Insurance/Reinsurance Bulletin - August, 2009

WHEN "BACK TO BACK" POLICIES DIVERGE

Article by Edward Rushton

Lexington Insurance Company v AGF Insurance Limited

And Wasa International Insurance Company Limited

[2009] UKHL 40 (On Appeal From [2008] EWCA Civ

150)

On 30 July 2009 the House of Lords unanimously allowed

the appeals of Wasa and AGF in the above matter, overturning the

decision of the Court of Appeal.

This result has important practical implications for reinsurers

and reassureds with interests in policies that are intended to be

"back to back", but which are subject to the laws of

differing jurisdictions. The decision also goes to fundamental

questions regarding the nature of a contract of reinsurance

– it affirms the view that the subject of a proportional

reinsurance policy is equivalent to insured interest covered by the

underlying policy. This may be contrasted with Sedley LJ's

indication in the Court of Appeal that (proportional) reinsurance

contracts insure the reassured's liability pursuant to the

underlying policy.

The Background

The claim at the heart of the matter was in respect of

environmental damage caused at 58 sites, during the 44-year period

1942-1986, by waste products generated and disposed of by Aluminum

Company of America Limited (Alcoa), and its subsidiary Northwest

Alloys, Inc. (NWA).
══════════
• **Exercise details**:
Continue the bulletin article on the Lexington v AGF reinsurance appeal, starting after its last sentence.

Entries taken from a collection
══════════
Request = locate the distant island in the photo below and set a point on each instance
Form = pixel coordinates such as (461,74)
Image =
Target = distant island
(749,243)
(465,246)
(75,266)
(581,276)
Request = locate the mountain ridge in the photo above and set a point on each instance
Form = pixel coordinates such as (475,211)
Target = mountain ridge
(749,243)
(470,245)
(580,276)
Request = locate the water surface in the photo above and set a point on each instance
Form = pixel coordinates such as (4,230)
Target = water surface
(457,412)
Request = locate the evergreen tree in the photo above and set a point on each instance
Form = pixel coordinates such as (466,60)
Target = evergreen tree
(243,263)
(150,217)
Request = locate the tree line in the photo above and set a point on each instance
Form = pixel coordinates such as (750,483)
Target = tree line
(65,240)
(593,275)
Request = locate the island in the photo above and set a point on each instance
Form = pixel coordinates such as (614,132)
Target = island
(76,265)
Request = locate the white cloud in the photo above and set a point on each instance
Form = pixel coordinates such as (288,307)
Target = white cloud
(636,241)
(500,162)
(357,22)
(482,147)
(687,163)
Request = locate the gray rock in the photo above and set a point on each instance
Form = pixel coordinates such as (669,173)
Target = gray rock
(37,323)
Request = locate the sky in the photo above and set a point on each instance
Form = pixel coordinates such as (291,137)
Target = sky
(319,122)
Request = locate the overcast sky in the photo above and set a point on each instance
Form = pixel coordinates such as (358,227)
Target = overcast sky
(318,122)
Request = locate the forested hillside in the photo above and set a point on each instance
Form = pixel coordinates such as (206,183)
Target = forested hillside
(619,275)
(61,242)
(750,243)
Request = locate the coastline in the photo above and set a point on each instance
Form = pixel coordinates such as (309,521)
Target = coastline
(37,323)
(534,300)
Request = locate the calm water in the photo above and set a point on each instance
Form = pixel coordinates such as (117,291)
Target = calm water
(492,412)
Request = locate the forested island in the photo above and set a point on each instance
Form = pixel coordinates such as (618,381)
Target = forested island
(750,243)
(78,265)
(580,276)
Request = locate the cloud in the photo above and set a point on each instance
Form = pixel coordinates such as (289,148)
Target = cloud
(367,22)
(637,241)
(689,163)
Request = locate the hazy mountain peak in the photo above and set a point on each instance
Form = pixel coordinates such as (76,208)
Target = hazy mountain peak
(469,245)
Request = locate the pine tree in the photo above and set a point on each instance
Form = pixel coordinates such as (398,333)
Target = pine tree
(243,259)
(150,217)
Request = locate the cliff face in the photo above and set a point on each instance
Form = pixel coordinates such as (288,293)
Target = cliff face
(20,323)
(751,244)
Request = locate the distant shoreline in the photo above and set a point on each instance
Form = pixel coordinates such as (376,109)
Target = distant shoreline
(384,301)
══════════
• **Result of this task**:
Alcoa and NWA were insured by Lexington under an American

"all risks difference in conditions" property damage

policy. The policy period was from 1 July 1977 to 1 July 1980. The

policy contained a US Service of Suit clause which provided that,

at the request of the assured, Lexington would submit to the

jurisdiction of any Court of Competent Jurisdiction within the

United States. Wasa and AGF reinsured Lexington, on substantially

the same terms as the original (including the policy period), save

that the reinsurance was governed by English law.

Pursuant to a decision of the Supreme Court of Washington

(applying Pennsylvanian law), Lexington faced liability for

pollution occurring at particular sites, irrespective of when the

damage began, provided that part of the contamination occured

during the insurance period. Lexington settled its liability to

Alcoa and NWA for the sum of US$103 million. Lexington sought an

indemnity from its reinsurers who denied liability on the basis

that the damage did not occur within the policy period of the

reinsurance.

The English court at first instance found in favour of

reinsurers. However, its decision was reversed by the Court of

Appeal. Its reasoning emphasised the presumption that when a

proportional reinsurance policy is placed specifically to cover a

particular direct policy, and has been expressed in substantially

identical terms, English law should treat the policies as being

"back to back" and their language as having the same

meaning, notwithstanding differences of governing law (see

Vesta v Butcher and Groupama v Catatumbo). An

important part of the rationale behind this presumption is that the

contracting parties were in a position to ascertain the legal

effect of the policy language at the time when the contract was

entered into. Longmore LJ in the Court of Appeal considered that

this requirement was met in the present case.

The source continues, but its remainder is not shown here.